Quoted passage:
==========

One other thing must be distinctly borne in mind regarding Bisley in the first half of the sixteenth century; it was comparatively easy of access from London for those who wished to go there. A line drawn on the map will show that on the way as _points d’appui_, were Oxford and Cirencester, both of which were surrounded with good roads as became their importance as centres. This line seems very short for its importance. To-day the journey is that of a morning; and even in the time of Henry VIII when horse traction was the only kind available, the points were not very distant as to time of traverse. To Henry, who commanded everything and had a myriad agents eager to display their energy in his service, all was simple; and when he went a-hunting in the forests which made a network far around Berkeley Castle his objective could be easily won between breakfast and supper. There was not any difficulty therefore, and not too much personal strain, when he chose to visit his little daughter even though at the start one should be at Nether Lypiat and the other at Greenwich or Hatfield or Eltham.

==========

Task list:
#1 In the passage about Bisley, which places does the last sentence name as where the king or his daughter might be at the start of a visit? List them all.
#2 Put this sentence from the passage about Bisley into Spanish: "To-day the journey is that of a morning; and even in the time of Henry VIII when horse traction was the only kind available, the points were not very distant as to time of traverse."
#3 Carry on the passage about Bisley and the trip from London, picking up after its last sentence.

Source material:
==========

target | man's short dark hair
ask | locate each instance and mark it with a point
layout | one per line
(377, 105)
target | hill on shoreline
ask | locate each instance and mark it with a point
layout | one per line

==========

Response list:
#1 Nether Lypiat, Greenwich, Hatfield, Eltham

#2 Hoy el viaje es cosa de una mañana; e incluso en tiempos de Enrique VIII, cuando la tracción a caballo era la única disponible, los puntos no estaban muy distantes en cuanto al tiempo de recorrido.

#3
D. THE TRADITION
_The Tradition_ is that the little Princess Elizabeth, during her childhood, was sent away with her governess for change of air to Bisley where the strong sweet air of the Cotswold Hills would brace her up. The healthy qualities of the place were known to her father and many others of those around her. Whilst she was at Overcourt, word was sent to her governess that the King was coming to see his little daughter; but shortly before the time fixed, and whilst his arrival was expected at any hour, a frightful catastrophe happened. The child, who had been ailing in a new way, developed acute fever, and before steps could be taken even to arrange for her proper attendance and nursing, she died. The governess feared to tell her father--Henry VIII had the sort of temper which did not make for the happiness of those around him. In her despair she, having hidden the body, rushed off to the village to try to find some other child whose body could be substituted for that of the dead princess so that the evil moment of disclosure of the sad fact might be delayed till after His Majesty’s departure. But the population was small and no girl child of any kind was available. The distracted woman then tried to find a living girl child who could be passed off for the princess, whose body could be hidden away for the time.